[Point localization data]
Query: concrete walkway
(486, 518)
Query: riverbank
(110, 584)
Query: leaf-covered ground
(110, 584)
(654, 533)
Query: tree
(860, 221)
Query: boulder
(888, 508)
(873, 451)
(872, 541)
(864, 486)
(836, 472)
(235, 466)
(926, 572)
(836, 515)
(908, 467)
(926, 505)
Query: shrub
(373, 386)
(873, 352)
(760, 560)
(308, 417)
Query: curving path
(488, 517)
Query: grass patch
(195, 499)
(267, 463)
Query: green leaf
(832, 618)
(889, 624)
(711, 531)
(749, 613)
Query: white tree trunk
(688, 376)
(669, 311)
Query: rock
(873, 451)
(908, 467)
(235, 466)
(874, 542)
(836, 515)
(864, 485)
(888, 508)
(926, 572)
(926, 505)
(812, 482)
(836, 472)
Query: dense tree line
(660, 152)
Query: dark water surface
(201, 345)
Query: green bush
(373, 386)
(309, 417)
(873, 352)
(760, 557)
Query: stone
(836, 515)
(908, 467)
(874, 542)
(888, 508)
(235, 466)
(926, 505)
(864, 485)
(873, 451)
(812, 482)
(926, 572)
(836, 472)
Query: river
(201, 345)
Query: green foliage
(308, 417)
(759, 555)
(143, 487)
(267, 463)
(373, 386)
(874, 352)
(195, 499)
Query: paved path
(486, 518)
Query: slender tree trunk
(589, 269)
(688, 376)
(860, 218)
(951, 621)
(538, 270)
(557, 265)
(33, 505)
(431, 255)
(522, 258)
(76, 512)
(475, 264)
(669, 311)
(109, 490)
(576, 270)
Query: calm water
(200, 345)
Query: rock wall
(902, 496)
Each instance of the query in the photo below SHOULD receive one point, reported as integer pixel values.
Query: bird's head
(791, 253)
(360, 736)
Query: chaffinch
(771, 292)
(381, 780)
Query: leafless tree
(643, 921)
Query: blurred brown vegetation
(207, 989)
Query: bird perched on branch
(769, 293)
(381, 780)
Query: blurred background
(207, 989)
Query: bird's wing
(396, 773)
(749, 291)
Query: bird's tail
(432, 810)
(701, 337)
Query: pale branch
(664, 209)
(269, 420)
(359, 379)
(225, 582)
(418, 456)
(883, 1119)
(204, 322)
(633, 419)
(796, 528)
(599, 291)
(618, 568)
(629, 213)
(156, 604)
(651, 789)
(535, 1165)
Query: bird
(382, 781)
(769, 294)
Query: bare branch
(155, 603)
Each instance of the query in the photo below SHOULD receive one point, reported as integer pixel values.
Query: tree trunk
---
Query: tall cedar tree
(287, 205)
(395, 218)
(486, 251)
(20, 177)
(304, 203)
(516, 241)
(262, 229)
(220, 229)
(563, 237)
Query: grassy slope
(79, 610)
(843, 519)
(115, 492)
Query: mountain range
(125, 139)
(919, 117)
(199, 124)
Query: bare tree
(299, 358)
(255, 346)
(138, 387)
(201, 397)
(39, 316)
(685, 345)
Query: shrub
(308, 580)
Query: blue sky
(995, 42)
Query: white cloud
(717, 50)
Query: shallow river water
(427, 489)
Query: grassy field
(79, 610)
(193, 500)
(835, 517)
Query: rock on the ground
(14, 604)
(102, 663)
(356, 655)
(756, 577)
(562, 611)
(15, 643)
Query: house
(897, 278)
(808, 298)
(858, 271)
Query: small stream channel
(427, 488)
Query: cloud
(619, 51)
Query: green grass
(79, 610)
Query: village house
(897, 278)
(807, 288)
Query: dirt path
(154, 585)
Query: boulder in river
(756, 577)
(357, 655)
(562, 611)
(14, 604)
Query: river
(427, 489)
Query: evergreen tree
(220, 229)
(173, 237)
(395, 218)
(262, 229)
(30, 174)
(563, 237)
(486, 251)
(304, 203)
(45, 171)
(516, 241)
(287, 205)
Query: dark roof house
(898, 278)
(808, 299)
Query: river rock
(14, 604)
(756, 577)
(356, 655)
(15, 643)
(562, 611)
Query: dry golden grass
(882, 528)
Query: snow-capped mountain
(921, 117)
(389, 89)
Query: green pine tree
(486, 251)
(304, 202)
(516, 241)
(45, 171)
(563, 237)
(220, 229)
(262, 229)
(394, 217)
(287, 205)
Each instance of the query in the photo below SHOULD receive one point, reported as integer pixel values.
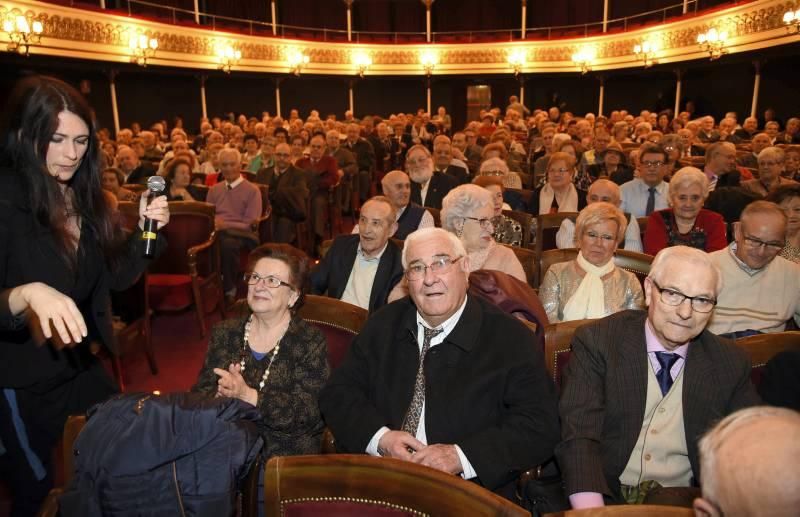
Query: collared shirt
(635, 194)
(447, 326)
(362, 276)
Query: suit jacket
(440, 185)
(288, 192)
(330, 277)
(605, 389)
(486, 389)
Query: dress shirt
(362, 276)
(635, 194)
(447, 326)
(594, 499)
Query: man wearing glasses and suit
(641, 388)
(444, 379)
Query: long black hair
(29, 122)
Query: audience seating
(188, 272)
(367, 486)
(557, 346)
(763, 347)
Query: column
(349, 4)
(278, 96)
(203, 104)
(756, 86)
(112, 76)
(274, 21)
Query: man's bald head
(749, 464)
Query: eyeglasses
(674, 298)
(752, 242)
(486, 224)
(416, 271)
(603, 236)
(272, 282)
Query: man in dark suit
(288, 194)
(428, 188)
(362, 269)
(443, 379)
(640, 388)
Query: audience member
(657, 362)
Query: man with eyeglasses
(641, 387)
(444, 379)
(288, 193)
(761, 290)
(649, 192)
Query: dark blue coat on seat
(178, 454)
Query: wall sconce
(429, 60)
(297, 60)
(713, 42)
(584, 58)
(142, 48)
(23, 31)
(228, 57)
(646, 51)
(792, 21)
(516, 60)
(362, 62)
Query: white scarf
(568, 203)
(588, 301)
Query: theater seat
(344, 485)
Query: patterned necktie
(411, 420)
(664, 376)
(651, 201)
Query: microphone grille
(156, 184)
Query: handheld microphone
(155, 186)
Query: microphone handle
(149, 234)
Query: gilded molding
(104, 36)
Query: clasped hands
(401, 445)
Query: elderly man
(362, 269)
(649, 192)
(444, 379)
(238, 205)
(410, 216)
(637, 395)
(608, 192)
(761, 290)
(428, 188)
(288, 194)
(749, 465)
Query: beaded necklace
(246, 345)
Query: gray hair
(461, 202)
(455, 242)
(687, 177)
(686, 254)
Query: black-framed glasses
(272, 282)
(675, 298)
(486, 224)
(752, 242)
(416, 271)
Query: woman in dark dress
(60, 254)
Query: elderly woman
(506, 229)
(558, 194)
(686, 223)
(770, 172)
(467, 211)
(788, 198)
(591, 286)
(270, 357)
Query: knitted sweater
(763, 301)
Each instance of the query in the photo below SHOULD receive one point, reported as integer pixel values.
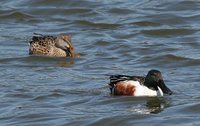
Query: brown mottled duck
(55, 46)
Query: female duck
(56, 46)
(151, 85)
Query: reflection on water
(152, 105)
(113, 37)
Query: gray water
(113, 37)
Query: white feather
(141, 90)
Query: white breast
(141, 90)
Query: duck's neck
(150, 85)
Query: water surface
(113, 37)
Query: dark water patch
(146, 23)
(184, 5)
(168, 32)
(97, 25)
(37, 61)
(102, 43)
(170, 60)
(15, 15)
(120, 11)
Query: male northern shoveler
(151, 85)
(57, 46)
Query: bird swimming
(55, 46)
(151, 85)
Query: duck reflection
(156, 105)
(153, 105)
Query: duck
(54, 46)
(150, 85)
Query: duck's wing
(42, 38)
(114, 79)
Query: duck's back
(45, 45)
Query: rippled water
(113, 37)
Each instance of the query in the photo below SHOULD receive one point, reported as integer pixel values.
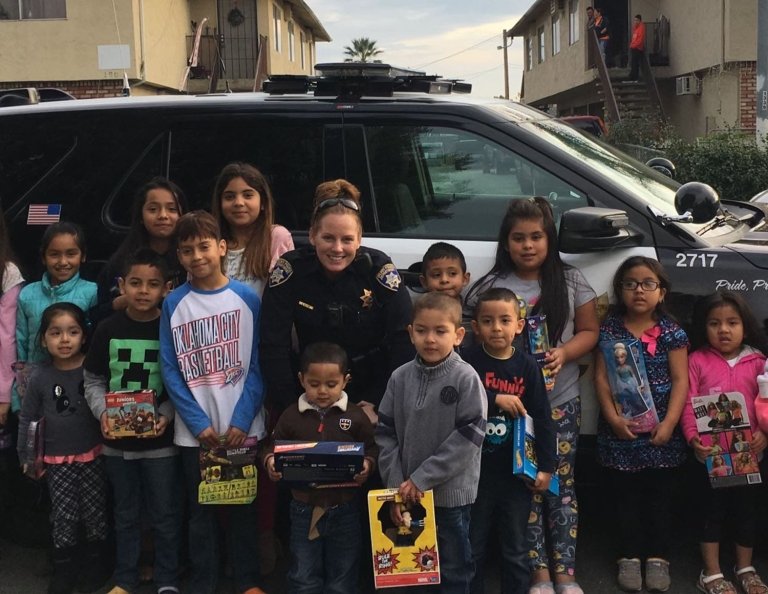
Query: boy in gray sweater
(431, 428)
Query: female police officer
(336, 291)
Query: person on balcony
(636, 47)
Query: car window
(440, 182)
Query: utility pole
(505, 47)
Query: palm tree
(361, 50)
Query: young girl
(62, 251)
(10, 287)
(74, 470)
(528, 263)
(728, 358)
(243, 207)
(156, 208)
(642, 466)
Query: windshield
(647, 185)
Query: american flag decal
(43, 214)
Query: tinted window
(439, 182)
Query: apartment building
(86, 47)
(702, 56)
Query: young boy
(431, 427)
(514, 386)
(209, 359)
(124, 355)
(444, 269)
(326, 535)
...
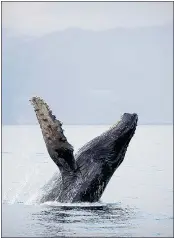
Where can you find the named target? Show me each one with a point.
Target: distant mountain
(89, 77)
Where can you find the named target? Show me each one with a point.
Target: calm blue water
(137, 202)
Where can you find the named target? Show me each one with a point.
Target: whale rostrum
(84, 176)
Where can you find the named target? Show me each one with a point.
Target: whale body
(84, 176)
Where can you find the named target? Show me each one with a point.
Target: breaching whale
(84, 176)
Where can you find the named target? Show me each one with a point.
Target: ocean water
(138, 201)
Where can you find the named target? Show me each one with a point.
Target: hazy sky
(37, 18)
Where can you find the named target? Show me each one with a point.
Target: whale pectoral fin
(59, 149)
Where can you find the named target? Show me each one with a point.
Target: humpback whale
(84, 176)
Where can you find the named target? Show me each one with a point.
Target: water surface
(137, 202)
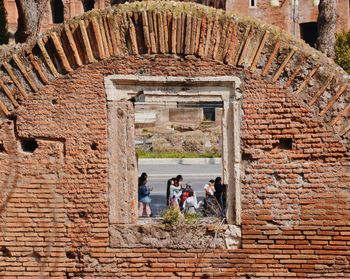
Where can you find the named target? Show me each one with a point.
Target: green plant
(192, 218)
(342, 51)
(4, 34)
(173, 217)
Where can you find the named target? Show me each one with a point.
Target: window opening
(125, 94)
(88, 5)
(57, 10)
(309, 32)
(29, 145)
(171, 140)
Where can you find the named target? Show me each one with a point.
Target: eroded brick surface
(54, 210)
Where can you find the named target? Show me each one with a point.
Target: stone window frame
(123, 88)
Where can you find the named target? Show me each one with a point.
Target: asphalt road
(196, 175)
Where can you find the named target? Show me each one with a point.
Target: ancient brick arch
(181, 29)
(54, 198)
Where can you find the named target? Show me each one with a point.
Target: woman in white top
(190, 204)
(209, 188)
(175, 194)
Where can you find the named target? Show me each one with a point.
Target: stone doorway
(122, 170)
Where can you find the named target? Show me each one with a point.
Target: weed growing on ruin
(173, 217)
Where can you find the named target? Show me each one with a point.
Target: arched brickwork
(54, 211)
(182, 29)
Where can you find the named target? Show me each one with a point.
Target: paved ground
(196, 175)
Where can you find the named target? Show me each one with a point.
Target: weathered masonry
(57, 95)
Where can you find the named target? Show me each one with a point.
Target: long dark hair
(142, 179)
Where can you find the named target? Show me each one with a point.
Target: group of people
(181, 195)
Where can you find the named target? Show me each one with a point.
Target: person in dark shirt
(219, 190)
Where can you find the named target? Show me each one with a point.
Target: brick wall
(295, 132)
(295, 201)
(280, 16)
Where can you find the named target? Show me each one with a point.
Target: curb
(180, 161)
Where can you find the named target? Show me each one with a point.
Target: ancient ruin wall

Exercise description ▸ Retype only the lines above between the line with "Query: concrete walkway" and the line with "Query: tree trunk", counting those two lines as well, and keep every character as it is.

Solution to this task ▸
Query: concrete walkway
(486, 518)
Query: riverbank
(110, 584)
Query: leaf-covered ground
(110, 584)
(654, 533)
Query: tree
(860, 221)
Query: boulder
(888, 508)
(873, 451)
(872, 541)
(864, 486)
(836, 472)
(235, 466)
(926, 572)
(836, 515)
(908, 467)
(926, 505)
Query: shrub
(373, 386)
(873, 352)
(760, 560)
(308, 417)
Query: curving path
(488, 517)
Query: grass patch
(195, 499)
(267, 463)
Query: green leaf
(832, 618)
(889, 624)
(711, 531)
(749, 613)
Query: white tree trunk
(688, 376)
(669, 311)
Query: rock
(873, 451)
(908, 467)
(235, 466)
(874, 542)
(836, 515)
(864, 485)
(888, 508)
(926, 572)
(926, 505)
(812, 482)
(836, 472)
Query: dense tree line
(660, 152)
Query: dark water surface
(201, 345)
Query: green bush
(373, 386)
(309, 417)
(873, 352)
(760, 557)
Query: stone
(836, 515)
(908, 467)
(874, 542)
(888, 508)
(235, 466)
(926, 505)
(864, 485)
(873, 451)
(812, 482)
(926, 572)
(836, 472)
Query: river
(201, 345)
Query: green foliage
(308, 417)
(759, 555)
(143, 487)
(267, 463)
(373, 386)
(874, 352)
(195, 499)
Query: paved path
(486, 518)
Query: slender tree trunk
(589, 269)
(688, 376)
(860, 218)
(951, 621)
(538, 270)
(557, 265)
(33, 505)
(431, 255)
(522, 258)
(76, 512)
(475, 264)
(669, 311)
(109, 490)
(576, 270)
Query: calm water
(200, 345)
Query: rock wall
(902, 496)
Each instance of the query in the photo below SHOULD receive one point, reported as integer pixel values.
Query: bird's head
(791, 253)
(360, 736)
Query: chaffinch
(771, 292)
(381, 780)
Query: leafless tree
(643, 921)
Query: blurred brown vegetation
(207, 989)
Query: bird perched on branch
(769, 293)
(381, 780)
Query: blurred background
(207, 989)
Query: bird's wing
(396, 773)
(749, 291)
Query: bird's tail
(432, 810)
(701, 337)
Query: pale branch
(664, 209)
(269, 420)
(359, 379)
(225, 582)
(418, 456)
(883, 1119)
(204, 322)
(633, 419)
(796, 528)
(599, 291)
(618, 568)
(629, 213)
(156, 604)
(651, 789)
(535, 1165)
Query: bird
(382, 781)
(769, 294)
Query: bare branch
(155, 603)
Each instance of the query in the photo below SHOULD receive one point, reported as integer pixel values.
Query: tree trunk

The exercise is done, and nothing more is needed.